### EXTRACT TO READ
[antlr-interest] Error 206 Recursion woes

Wed Apr 11 15:28:05 PDT 2012

Thanks for the tips I figured out what the issue was, it was 'string   
  :    STRING|.*;'

I got that part working but now I'm having another issue... at times I 
need to pay attention to whitespace as they are used to delimit 
arguments at certain points in time.
But I can't seem to find a way to have the parser switch channels over 
to the hidden channel to check for whitespaces. The only option seems to 
be to take WS off the hidden channel but then for the parts where I 
don't care about whitespace I would have to add WS* all over the place 
to prevent 'UnwantedTokenExceptions'

Attached is an example grammar.

Kyle Ferrio wrote:
> Hi.
>
> Recursion (both in ANTLR grammars and in the target runtimes) are 
> topics of interest to me.  So I looked at what you wrote.  It appears 
> that your partial grammar spec includes some rules which are not 
> referenced and, more notably, omits some necessary rules. 
>  Consequently, whatever errors I might derive from your grammar may 
> not actually be interesting to you.  So I took a different view.
>
> I dashed out two grammars -- not identical but substantially similar 
> to each other and remotely similar to yours -- one for antlr v3 and 
> one for artlr v4 [1].  I've attached the grammars with the caveat that 
> neither is a model to emulate on the whole.  These are toys, 
> absolutely not production-worthy.  But thee toys do highlight a few 
> details which you might consider, such as:
>
>  - It is useful to ponder what tokens a parser really needs and hence 
> which lexer rules should be mere fragments.
>  - Using whitespace as a token may come to tears in your grammar.  And 
> WS does not appear to be semantic in your language.
>  - If all/some WS is truly semantic in your language (as in Python or 
> R) you might do well to filter before lexing, viz. "form fits function."
>
> Both toy grammars -- each processed with and run against its 
> respective version of antlr -- parsed the following input as expected 
> without error:
>
> *   ${${${${${${${${${${${${${${${${Test15}}}}}}}}}}}}}}}}*
>
> (I used the attached Main.java for antlr v3.4 and 
> org.antlr.v4.runtime.misc.TestRig for antlr v4.)

### SUPPLIED MATERIAL

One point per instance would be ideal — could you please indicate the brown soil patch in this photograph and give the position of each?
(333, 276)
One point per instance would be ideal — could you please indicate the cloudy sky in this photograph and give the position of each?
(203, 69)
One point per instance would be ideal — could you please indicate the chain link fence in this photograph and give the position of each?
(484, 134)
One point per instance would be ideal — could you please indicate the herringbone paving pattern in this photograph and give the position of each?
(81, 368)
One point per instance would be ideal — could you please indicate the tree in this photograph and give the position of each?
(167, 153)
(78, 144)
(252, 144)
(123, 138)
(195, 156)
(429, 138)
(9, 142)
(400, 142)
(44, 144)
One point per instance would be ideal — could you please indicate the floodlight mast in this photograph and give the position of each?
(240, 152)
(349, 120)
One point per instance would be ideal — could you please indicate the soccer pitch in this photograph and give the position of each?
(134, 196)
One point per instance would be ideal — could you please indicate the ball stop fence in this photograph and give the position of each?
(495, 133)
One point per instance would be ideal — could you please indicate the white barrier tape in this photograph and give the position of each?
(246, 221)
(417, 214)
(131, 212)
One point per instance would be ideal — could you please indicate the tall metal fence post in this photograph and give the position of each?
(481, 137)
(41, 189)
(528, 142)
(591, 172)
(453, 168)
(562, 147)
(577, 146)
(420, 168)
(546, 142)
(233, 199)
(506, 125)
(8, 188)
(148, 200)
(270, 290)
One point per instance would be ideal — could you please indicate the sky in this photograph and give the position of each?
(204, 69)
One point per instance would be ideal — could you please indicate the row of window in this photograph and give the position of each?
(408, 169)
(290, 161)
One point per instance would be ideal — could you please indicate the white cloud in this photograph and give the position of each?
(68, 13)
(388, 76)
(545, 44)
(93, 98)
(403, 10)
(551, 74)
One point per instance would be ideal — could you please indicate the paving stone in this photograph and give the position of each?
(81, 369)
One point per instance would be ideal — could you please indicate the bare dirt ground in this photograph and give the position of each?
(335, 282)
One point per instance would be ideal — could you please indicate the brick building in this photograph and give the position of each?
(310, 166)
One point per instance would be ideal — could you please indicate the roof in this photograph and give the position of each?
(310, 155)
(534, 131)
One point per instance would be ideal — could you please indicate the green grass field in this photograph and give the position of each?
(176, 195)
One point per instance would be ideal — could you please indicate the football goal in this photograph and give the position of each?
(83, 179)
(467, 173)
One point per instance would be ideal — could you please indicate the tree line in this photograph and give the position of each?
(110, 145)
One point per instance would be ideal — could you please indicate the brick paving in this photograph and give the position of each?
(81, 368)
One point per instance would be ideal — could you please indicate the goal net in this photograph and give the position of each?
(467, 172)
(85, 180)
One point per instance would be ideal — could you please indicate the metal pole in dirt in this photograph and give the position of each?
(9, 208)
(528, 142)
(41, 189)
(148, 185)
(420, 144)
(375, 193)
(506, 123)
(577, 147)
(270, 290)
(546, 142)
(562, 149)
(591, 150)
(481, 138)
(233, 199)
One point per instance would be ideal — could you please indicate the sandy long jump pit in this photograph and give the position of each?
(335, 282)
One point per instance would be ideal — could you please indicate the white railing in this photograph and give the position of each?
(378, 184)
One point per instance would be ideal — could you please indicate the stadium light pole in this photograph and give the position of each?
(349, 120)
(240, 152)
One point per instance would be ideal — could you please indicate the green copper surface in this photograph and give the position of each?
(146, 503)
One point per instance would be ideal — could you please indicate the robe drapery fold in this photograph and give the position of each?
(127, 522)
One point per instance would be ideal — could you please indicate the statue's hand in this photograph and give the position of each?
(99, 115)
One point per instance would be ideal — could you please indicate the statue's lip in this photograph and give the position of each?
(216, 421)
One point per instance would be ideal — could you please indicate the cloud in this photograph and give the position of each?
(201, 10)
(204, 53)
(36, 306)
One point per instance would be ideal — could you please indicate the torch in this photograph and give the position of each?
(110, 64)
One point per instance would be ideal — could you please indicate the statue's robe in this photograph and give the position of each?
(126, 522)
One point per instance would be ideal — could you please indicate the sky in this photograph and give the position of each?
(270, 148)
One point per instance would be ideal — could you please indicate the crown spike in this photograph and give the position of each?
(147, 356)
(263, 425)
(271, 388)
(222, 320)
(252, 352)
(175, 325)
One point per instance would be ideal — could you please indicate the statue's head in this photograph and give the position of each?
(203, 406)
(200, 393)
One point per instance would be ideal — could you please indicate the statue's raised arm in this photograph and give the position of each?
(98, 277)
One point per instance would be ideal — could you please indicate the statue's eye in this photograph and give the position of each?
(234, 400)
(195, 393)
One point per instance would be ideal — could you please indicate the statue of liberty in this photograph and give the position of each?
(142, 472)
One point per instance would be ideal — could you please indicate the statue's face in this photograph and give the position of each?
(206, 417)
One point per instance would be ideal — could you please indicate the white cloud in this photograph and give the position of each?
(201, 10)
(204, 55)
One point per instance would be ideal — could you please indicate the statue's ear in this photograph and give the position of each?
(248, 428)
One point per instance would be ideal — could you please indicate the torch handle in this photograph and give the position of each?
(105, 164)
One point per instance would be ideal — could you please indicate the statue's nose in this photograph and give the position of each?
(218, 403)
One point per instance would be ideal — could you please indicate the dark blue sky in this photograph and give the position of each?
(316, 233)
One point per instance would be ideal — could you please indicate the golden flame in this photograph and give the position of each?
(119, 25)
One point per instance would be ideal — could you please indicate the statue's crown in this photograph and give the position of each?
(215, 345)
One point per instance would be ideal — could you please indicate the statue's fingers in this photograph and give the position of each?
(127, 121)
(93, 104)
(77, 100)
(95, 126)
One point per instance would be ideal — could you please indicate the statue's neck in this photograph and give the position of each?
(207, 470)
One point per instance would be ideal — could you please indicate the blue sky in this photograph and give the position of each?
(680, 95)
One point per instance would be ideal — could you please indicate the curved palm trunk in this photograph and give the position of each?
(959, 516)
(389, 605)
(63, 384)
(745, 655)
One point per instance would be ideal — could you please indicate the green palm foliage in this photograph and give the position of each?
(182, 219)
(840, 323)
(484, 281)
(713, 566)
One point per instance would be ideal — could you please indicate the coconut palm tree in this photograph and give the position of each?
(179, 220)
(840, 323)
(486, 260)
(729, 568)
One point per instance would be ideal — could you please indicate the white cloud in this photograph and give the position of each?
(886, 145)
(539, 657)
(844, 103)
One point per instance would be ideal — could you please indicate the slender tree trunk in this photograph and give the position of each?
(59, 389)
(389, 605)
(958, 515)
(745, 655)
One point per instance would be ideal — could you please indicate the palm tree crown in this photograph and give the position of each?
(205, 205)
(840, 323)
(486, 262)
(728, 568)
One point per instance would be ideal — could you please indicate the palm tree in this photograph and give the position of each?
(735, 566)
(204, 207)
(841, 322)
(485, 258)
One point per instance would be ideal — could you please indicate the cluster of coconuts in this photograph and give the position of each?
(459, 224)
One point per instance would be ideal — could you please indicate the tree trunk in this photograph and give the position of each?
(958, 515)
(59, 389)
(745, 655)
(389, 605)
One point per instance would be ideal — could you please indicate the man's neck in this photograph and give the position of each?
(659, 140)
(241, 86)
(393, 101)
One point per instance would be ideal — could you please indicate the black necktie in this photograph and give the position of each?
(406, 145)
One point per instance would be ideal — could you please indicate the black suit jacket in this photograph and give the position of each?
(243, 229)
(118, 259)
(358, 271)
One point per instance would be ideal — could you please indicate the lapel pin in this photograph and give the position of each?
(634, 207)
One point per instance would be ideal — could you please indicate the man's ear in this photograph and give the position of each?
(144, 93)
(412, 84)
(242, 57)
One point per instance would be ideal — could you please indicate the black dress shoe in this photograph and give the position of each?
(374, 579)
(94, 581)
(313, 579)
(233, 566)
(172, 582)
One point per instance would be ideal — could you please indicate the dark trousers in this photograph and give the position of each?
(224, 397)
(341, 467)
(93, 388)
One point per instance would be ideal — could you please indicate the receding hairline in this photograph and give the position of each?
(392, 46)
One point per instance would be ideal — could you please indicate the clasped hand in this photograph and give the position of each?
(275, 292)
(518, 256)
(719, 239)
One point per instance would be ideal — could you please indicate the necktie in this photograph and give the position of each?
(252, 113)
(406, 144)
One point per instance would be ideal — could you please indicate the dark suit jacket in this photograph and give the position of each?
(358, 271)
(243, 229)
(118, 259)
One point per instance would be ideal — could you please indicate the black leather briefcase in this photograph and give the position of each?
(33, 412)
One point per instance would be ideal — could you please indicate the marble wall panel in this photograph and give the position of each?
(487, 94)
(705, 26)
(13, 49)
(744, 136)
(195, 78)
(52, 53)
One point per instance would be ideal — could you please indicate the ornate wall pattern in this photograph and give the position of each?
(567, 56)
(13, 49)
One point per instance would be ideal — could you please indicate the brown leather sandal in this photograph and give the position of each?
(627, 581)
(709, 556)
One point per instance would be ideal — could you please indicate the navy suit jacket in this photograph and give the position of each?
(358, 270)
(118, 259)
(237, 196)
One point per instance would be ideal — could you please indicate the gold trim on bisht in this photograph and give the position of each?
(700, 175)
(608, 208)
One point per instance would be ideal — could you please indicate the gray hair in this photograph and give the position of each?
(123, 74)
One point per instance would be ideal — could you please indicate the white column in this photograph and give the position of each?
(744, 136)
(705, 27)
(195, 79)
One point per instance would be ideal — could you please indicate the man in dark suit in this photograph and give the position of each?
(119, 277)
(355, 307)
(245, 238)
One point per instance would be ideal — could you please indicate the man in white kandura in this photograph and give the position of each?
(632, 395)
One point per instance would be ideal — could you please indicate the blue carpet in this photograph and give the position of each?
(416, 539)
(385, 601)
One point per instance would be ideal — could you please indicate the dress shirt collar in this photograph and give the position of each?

### GIVEN PROBLEM 1
List the details that, according to the reply quoted in the ANTLR post, the toy grammars highlight.
### GIVEN PROBLEM 2
Carry on the ANTLR post from its last sentence.

### EXERCISE ANSWER 1
- It is useful to ponder what tokens a parser really needs, and so which lexer rules should be mere fragments.
- Using whitespace as a token may come to tears in the grammar, and WS does not appear to be semantic in the language.
- If all or some WS is truly semantic in the language (as in Python or R), it might be better to filter before lexing ("form fits function").

### EXERCISE ANSWER 2
>
> I hope you get something out of this even if it does not answer your 
> question directly.  Sorry to post and run, but checking email may be 
> spotty for me the rest of the week.
>
> Good luck!
>
> Kyle
>
> [1] I probably could have written one grammar for both versions of the 
> antlr tool, but already I've been spoiled by how tolerant Honey Badger 
> (aka antlr v4) is of my misteps.  And it's been a long day.  :)
>
>
> On Tue, Apr 10, 2012 at 7:19 PM, Tangeleno <tangeleno at gmail.com 
> <mailto:tangeleno at gmail.com>> wrote:
>
>     The error is "Ln17:7 Alternative 1: after matching input such as '$'
>     '{''$' '{''$' '{''$' '{''$' '{' the decision cannot predict what comes
>     next due to recursion overflow to id from accessor and to object data
>     from id and to accessor from objectData"
>
>      From what I can gather from the book pg 281 is the closest I can find
>     to this problem it should be a warning and not an error. The
>     problem is
>     coming about when I add the rule objectData as an alternative to the
>     param rule, which I really don't understand as because it's
>     complaining
>     about id accessor and objectData...
>
>     So my question is what am I doing wrong and what can I do to fix it
>     while still allowing nested objectDatas?
>     http://privatepaste.com/6611be2380 is an example of what can happen in
>     this silly language and 6 levels is by no means the cap...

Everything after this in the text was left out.